## Problem description
Please count the lines in the records that contain the string "rear", treating uppercase and lowercase as different, and give only that number.

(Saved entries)
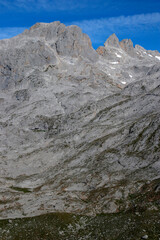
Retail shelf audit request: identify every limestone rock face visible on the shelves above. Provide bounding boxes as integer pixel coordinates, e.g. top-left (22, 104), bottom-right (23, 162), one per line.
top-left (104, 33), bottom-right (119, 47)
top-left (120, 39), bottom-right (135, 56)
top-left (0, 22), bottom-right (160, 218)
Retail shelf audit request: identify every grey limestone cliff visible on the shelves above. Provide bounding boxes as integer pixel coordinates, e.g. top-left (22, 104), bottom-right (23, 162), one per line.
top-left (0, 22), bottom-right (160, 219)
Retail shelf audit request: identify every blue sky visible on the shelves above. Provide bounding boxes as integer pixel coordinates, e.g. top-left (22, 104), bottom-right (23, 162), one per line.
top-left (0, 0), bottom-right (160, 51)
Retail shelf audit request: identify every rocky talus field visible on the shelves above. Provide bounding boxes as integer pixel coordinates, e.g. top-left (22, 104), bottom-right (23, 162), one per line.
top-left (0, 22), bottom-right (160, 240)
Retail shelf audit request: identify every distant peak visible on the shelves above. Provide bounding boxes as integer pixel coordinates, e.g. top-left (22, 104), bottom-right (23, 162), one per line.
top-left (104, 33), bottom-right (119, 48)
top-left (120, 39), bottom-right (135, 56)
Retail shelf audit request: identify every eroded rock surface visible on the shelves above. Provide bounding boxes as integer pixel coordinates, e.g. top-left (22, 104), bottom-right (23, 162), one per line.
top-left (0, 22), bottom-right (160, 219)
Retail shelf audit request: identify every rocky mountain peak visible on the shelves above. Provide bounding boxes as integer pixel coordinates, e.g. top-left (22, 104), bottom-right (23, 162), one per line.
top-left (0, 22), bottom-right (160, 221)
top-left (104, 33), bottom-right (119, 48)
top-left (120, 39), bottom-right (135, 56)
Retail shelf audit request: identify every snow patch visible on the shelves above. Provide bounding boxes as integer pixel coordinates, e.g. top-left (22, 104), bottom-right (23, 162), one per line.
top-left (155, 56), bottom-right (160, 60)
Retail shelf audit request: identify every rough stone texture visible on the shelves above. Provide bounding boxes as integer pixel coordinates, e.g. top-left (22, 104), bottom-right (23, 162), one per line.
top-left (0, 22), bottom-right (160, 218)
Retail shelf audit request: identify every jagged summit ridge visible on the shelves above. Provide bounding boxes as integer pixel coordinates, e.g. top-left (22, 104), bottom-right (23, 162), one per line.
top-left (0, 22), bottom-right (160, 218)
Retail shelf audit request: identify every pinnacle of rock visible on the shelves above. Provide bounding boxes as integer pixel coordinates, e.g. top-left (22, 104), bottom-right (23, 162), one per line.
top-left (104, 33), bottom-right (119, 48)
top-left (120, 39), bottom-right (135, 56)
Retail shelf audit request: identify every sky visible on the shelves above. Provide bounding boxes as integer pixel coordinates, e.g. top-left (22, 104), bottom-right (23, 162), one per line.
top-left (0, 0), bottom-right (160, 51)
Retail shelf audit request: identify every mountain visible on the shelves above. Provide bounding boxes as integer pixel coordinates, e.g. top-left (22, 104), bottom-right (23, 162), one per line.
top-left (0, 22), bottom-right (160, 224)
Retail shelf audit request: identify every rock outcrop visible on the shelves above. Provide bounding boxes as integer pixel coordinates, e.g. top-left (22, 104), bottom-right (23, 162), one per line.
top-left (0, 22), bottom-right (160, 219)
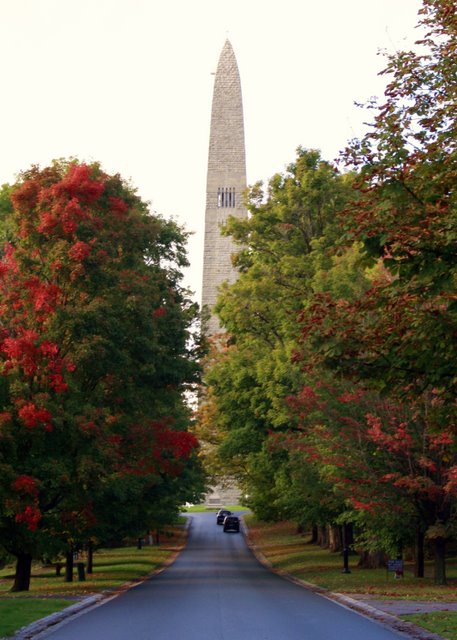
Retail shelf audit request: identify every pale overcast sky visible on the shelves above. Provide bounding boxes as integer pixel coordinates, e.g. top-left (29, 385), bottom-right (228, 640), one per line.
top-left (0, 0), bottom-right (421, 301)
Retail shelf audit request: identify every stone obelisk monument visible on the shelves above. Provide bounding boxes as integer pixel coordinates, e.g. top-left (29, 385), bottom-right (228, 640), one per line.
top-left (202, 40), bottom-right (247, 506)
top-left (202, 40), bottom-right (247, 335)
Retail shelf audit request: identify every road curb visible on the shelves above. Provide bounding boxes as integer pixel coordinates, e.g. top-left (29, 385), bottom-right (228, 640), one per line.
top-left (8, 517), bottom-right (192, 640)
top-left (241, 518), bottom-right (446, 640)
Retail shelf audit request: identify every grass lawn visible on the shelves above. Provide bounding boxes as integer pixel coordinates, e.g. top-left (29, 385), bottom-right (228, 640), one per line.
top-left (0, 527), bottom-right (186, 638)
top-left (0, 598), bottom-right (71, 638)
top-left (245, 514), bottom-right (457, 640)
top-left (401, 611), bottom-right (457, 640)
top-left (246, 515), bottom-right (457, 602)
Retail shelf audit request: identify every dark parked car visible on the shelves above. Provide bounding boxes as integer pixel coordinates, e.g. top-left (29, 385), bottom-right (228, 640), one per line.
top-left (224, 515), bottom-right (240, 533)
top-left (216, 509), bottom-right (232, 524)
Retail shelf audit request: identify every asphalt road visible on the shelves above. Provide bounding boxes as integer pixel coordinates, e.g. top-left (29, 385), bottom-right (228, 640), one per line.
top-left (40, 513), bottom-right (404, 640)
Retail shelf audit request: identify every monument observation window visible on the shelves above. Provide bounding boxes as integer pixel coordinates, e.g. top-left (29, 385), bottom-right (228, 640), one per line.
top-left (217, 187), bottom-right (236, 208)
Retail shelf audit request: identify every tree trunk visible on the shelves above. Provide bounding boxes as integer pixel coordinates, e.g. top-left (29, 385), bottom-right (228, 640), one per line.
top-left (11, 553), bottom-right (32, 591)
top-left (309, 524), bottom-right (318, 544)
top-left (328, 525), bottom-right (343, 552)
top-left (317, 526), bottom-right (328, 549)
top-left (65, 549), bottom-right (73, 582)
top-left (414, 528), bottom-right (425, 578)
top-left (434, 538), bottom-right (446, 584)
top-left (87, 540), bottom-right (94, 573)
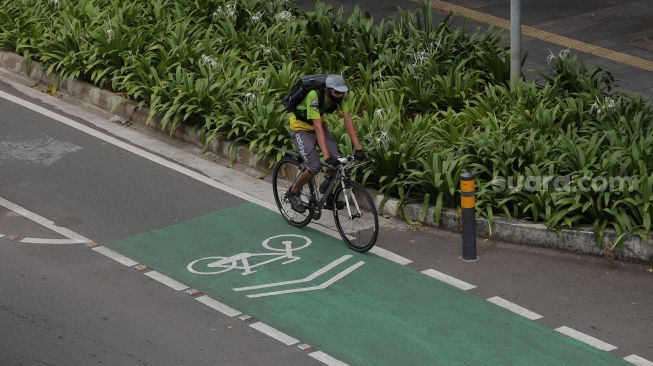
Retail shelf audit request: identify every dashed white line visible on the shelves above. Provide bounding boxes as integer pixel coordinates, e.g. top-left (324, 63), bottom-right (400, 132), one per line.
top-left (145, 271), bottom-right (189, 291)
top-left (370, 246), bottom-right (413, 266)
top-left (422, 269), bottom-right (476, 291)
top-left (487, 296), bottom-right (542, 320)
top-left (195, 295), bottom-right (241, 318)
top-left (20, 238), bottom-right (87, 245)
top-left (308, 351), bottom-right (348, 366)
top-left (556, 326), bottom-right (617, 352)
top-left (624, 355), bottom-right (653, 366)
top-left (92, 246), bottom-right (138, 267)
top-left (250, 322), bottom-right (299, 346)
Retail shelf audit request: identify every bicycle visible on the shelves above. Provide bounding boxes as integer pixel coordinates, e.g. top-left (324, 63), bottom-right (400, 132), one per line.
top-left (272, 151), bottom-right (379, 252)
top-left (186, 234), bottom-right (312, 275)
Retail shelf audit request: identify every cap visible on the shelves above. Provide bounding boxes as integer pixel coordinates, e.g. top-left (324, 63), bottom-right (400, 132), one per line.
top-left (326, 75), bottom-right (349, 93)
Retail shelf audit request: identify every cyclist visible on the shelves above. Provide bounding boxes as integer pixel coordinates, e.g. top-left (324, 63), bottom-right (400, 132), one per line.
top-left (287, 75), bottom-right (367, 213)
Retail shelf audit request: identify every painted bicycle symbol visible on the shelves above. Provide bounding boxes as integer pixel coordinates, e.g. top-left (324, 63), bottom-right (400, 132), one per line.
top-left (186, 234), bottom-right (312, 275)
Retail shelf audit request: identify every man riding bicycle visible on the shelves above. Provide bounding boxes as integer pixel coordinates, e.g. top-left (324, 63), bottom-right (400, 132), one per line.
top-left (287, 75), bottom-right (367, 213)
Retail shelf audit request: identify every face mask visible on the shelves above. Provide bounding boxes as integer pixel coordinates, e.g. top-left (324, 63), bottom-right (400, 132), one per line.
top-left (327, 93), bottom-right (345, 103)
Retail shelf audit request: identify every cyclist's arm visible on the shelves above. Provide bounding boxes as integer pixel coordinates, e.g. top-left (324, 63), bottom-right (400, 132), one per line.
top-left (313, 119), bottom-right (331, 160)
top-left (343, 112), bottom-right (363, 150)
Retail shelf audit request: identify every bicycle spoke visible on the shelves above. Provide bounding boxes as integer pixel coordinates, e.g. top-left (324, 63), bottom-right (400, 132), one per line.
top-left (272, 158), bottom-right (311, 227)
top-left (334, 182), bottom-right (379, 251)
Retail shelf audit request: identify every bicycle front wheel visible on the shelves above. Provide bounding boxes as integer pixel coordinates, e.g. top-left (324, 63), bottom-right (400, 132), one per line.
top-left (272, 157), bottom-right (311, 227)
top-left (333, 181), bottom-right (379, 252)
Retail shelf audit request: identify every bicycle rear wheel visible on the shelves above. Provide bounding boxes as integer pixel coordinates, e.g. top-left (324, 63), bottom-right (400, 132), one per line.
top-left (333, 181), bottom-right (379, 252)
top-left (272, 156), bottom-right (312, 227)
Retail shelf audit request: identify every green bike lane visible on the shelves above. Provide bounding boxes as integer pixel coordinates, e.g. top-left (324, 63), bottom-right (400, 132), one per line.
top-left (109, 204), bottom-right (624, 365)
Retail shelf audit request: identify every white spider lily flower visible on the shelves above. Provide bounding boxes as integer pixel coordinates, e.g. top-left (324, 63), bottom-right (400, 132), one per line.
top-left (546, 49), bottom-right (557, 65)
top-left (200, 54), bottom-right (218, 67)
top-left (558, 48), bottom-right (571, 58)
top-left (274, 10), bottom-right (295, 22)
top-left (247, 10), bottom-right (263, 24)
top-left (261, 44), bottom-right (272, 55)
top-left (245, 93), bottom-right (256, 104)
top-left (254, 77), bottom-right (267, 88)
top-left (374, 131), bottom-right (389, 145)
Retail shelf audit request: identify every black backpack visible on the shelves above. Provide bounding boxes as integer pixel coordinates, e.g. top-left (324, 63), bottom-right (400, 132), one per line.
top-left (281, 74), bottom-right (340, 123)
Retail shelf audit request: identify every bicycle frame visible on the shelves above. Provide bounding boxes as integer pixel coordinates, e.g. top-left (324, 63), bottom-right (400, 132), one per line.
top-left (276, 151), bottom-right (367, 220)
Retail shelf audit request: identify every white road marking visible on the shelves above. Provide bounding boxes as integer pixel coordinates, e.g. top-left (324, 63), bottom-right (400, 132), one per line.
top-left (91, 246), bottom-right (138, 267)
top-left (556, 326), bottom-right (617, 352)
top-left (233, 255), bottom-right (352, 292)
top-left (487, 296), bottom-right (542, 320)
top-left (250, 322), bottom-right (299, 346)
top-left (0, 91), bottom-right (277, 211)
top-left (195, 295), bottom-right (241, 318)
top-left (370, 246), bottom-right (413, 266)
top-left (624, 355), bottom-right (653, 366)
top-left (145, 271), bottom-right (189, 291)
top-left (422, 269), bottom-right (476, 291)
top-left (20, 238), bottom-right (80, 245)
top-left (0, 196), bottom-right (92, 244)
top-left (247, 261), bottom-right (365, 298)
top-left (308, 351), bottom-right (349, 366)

* * *

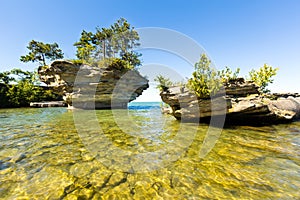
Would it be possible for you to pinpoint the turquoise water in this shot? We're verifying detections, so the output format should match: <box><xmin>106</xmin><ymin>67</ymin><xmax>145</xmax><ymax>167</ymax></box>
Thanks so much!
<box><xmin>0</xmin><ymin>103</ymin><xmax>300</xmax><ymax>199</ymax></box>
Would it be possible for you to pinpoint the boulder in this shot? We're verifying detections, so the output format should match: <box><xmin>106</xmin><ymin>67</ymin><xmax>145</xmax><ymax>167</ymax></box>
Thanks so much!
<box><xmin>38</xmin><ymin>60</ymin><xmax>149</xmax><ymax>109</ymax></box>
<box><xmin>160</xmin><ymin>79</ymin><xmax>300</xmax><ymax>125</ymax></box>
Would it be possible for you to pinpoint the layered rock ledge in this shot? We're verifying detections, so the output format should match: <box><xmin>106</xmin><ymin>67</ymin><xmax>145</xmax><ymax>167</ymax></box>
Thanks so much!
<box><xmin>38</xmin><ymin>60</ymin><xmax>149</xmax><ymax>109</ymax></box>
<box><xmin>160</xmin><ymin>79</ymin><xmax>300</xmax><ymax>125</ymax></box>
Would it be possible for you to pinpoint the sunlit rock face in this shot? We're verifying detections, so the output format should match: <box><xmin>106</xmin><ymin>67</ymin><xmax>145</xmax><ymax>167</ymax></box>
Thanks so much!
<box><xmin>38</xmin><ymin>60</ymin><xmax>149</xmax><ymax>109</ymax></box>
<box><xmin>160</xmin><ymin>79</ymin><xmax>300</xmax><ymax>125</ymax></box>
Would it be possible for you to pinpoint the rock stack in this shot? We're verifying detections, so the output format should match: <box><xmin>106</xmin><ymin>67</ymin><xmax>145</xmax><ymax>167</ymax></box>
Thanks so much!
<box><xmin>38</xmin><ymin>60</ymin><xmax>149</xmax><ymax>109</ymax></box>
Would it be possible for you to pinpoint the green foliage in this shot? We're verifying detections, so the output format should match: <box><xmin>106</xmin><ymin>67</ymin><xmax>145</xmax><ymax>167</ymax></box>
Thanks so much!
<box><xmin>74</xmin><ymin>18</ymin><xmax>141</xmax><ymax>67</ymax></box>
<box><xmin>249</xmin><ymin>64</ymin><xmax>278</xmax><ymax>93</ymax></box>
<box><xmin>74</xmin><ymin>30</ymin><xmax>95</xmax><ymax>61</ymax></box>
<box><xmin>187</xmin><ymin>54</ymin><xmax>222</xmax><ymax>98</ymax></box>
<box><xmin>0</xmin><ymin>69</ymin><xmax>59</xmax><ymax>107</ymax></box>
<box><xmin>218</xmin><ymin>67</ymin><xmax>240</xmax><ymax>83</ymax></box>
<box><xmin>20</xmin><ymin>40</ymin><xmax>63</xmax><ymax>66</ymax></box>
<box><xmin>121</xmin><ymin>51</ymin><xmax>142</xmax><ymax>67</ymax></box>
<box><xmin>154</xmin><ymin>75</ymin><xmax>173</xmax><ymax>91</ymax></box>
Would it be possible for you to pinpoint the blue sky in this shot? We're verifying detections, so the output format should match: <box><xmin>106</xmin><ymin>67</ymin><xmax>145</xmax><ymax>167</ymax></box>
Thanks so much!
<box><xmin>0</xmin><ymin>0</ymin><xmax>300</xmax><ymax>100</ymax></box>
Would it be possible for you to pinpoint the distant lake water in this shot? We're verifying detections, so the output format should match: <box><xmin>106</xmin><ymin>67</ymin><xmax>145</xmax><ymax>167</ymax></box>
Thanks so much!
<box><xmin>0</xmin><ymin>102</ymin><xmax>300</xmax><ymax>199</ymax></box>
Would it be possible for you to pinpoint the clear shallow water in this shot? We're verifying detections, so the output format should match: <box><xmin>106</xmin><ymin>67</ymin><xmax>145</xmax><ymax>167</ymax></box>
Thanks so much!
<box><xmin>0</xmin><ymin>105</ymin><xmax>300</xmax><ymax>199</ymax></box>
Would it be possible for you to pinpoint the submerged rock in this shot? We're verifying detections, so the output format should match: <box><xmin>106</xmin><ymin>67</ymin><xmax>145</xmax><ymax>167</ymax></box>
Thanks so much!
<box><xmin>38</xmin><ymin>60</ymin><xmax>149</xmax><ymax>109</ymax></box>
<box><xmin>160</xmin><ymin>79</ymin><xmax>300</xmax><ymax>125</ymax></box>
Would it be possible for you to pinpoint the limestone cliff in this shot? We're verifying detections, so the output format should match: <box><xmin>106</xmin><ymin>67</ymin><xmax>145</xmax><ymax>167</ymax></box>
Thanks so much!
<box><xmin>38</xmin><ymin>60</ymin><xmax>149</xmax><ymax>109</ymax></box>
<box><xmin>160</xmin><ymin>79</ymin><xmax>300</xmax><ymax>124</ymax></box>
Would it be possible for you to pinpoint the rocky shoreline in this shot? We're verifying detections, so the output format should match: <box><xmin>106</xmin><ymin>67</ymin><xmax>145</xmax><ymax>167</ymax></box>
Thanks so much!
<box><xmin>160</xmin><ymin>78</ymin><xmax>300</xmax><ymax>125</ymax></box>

...

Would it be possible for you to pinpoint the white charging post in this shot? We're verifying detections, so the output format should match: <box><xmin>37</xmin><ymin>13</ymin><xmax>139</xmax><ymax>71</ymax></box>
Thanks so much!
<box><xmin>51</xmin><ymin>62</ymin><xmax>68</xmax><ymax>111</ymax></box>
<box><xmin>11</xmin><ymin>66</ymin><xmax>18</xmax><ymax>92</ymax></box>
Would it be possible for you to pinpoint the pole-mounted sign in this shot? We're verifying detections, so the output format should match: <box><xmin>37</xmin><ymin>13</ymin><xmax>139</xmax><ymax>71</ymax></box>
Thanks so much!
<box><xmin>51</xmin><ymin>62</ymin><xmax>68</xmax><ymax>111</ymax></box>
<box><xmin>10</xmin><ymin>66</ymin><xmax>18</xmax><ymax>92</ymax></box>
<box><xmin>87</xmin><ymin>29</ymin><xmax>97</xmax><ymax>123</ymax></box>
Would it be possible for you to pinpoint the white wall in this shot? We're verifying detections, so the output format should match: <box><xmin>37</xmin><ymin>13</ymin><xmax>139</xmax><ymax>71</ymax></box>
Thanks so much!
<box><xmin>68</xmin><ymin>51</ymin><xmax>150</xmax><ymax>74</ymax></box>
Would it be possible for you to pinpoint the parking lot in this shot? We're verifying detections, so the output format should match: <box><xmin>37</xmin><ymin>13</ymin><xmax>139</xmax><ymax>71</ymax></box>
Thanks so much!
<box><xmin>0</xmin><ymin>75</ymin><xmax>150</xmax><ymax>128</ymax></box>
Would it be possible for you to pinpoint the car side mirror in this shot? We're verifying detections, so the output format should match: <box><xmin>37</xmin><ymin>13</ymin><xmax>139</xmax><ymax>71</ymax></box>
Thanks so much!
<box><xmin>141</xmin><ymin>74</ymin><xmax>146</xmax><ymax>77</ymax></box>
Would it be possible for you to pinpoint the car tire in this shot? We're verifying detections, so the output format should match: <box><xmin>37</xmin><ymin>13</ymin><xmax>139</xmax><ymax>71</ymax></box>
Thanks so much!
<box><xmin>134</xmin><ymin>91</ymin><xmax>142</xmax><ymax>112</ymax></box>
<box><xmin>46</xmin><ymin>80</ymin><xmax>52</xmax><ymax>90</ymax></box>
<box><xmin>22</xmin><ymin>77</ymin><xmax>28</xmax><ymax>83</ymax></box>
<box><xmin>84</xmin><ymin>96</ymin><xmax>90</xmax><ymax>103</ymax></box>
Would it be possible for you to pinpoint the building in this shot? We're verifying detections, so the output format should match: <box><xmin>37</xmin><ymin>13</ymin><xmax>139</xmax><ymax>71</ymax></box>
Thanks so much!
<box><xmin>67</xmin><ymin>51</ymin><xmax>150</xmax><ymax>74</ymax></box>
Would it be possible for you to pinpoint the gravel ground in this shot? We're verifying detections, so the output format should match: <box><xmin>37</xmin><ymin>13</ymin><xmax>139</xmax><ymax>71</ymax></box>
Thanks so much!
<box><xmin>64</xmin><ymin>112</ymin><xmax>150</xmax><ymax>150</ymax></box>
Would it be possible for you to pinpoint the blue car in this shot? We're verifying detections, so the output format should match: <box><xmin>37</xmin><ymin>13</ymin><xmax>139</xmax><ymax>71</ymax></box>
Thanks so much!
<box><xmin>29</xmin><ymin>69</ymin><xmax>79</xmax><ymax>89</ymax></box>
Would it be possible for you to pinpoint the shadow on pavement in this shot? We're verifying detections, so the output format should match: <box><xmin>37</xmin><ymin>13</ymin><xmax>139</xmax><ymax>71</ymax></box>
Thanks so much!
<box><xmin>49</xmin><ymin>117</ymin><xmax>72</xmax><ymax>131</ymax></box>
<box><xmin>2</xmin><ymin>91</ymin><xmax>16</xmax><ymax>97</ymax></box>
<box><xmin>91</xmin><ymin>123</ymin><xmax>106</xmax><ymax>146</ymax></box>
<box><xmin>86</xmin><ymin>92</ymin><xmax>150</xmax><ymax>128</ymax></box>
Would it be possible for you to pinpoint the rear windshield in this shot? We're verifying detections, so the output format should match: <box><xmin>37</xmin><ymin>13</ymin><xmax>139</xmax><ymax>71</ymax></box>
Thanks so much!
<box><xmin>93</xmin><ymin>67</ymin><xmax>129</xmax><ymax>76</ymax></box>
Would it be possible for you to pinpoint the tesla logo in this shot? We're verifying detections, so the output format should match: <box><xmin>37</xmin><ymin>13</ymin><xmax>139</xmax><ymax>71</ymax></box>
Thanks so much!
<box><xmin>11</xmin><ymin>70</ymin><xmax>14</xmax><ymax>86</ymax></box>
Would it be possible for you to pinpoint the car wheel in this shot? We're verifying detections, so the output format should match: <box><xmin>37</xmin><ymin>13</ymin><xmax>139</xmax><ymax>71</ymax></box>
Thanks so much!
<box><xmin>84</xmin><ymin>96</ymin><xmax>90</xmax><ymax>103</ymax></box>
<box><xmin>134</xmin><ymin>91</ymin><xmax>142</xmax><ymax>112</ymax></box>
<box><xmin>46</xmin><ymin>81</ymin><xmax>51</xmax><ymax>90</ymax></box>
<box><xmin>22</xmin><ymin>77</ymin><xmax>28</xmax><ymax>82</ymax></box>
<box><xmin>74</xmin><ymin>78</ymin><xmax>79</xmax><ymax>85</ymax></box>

## Task result
2